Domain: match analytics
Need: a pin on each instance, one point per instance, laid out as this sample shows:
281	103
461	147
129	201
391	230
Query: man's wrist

+ + +

Exercise aim
Once more, write out the records in full, exactly as they appear.

Your response
Domain: match analytics
Need: a pin on each instance, one point per instance, laid out as this sample shows:
281	103
461	147
129	201
391	230
Query: man's wrist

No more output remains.